WRITTEN TASK: Copy out the data below word for word, but leave out the pictures.

─── STORED RECORDS

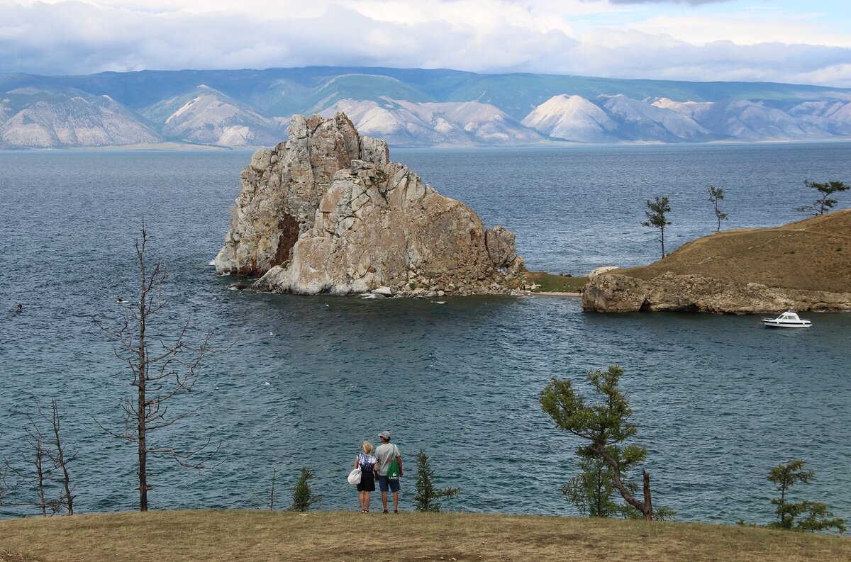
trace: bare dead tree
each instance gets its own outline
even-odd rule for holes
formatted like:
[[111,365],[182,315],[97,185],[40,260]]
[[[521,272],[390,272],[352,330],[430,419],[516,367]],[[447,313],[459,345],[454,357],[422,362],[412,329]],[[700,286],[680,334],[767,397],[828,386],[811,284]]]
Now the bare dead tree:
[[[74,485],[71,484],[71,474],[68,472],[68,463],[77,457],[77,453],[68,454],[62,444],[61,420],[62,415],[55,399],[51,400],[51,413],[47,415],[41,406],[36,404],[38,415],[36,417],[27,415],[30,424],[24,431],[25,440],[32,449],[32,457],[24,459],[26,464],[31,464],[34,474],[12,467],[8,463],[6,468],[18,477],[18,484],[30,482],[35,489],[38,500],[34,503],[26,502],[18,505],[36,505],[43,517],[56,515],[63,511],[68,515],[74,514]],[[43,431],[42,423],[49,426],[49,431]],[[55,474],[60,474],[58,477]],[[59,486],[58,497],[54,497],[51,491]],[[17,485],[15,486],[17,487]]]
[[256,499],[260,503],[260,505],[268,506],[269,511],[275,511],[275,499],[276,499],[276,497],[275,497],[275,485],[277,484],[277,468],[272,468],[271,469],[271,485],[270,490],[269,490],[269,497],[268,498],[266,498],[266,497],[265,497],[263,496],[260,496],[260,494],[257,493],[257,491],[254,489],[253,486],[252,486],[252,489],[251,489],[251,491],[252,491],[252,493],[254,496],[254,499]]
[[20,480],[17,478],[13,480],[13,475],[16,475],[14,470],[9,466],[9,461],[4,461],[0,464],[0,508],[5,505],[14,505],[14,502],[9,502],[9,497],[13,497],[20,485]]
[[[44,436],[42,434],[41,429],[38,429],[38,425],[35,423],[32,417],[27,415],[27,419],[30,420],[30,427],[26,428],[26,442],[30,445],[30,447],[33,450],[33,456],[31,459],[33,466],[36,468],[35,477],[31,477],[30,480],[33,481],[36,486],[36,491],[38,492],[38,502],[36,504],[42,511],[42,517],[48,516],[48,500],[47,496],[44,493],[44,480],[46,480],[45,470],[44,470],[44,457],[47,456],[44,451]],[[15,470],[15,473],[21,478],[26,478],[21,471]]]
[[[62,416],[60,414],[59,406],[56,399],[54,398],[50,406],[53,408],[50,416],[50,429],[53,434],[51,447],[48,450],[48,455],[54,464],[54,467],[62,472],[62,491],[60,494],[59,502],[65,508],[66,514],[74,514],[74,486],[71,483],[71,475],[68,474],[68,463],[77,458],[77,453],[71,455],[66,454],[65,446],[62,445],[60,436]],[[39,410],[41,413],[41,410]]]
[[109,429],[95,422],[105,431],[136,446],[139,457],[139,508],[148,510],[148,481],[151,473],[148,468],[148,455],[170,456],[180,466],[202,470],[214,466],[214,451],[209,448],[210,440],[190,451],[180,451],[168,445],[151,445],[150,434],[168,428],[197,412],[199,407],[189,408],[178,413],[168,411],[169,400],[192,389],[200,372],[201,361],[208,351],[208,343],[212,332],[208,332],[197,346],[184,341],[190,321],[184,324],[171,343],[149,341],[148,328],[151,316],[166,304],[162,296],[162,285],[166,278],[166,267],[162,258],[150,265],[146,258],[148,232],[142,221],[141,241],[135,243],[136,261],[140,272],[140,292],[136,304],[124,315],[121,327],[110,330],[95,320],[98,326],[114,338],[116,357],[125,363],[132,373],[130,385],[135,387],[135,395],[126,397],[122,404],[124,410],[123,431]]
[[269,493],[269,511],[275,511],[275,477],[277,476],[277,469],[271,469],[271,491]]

──────

REPLY:
trace: bare dead tree
each instance gets its own outline
even-odd rule for holes
formatted like:
[[111,365],[182,315],[97,185],[40,260]]
[[[521,272],[390,272],[352,330],[430,419],[516,367]],[[447,313],[459,345],[454,357],[422,362],[412,329]],[[700,286],[680,334],[767,397],[828,386],[811,284]]]
Now the bare dead tree:
[[[74,485],[71,484],[71,474],[68,472],[68,463],[77,457],[77,453],[68,454],[62,444],[61,420],[62,415],[55,399],[51,400],[51,413],[47,415],[41,406],[36,404],[38,415],[36,417],[27,415],[30,424],[24,431],[25,440],[32,449],[32,457],[24,459],[26,464],[31,464],[34,474],[12,467],[8,463],[6,468],[18,477],[18,484],[30,482],[35,489],[38,500],[34,503],[26,502],[18,505],[36,505],[43,517],[56,515],[63,511],[68,515],[74,514]],[[43,431],[42,423],[49,426],[49,431]],[[55,474],[60,474],[58,477]],[[59,486],[58,497],[54,497],[51,491]],[[17,485],[15,486],[17,487]]]
[[256,499],[260,503],[260,505],[268,506],[269,511],[275,511],[275,499],[276,499],[276,497],[275,497],[275,485],[277,484],[277,468],[272,468],[271,469],[271,485],[270,490],[269,490],[269,497],[268,498],[266,498],[266,497],[265,497],[263,496],[260,496],[260,494],[257,493],[257,491],[254,489],[253,486],[252,486],[252,489],[251,489],[251,491],[252,491],[252,493],[254,496],[254,499]]
[[20,480],[17,478],[13,480],[13,475],[16,475],[14,470],[9,466],[9,461],[4,461],[0,464],[0,508],[5,505],[14,505],[14,502],[9,502],[9,497],[13,497],[20,485]]
[[[44,436],[42,434],[41,429],[38,429],[38,425],[35,423],[32,417],[27,415],[27,419],[30,420],[30,427],[26,428],[26,442],[30,445],[30,447],[33,450],[33,456],[31,459],[33,466],[36,468],[35,477],[31,477],[30,480],[33,481],[36,486],[36,491],[38,492],[38,502],[36,504],[42,511],[42,517],[48,516],[48,500],[47,496],[44,493],[44,480],[46,480],[45,470],[44,470],[44,457],[47,456],[44,451]],[[15,470],[15,473],[21,478],[26,478],[21,471]]]
[[[62,416],[60,414],[59,406],[56,399],[54,398],[50,406],[53,408],[50,416],[50,429],[53,434],[51,447],[48,450],[48,455],[54,464],[54,467],[62,472],[62,491],[60,494],[59,502],[65,508],[66,514],[74,514],[74,486],[71,483],[71,475],[68,474],[68,463],[77,458],[77,453],[71,455],[66,454],[65,446],[62,445],[60,436]],[[39,410],[41,413],[41,410]]]
[[109,429],[95,422],[105,431],[136,446],[139,457],[139,508],[148,510],[148,481],[151,473],[148,468],[148,455],[170,456],[180,466],[202,470],[214,466],[214,451],[209,448],[210,440],[190,451],[180,451],[168,445],[151,445],[150,434],[168,428],[197,412],[199,407],[189,408],[178,413],[168,411],[169,400],[192,389],[200,372],[201,361],[208,351],[208,343],[212,332],[208,332],[197,346],[184,341],[190,321],[184,324],[171,343],[149,341],[148,328],[151,316],[166,304],[162,296],[162,285],[166,278],[166,267],[162,258],[150,265],[146,258],[148,232],[142,221],[141,241],[135,243],[136,261],[140,272],[140,292],[136,304],[124,315],[121,327],[110,330],[95,320],[98,326],[114,338],[116,357],[125,363],[132,373],[130,385],[135,387],[135,395],[126,397],[122,404],[124,410],[123,431]]
[[269,493],[269,511],[275,511],[275,477],[277,476],[277,469],[271,469],[271,491]]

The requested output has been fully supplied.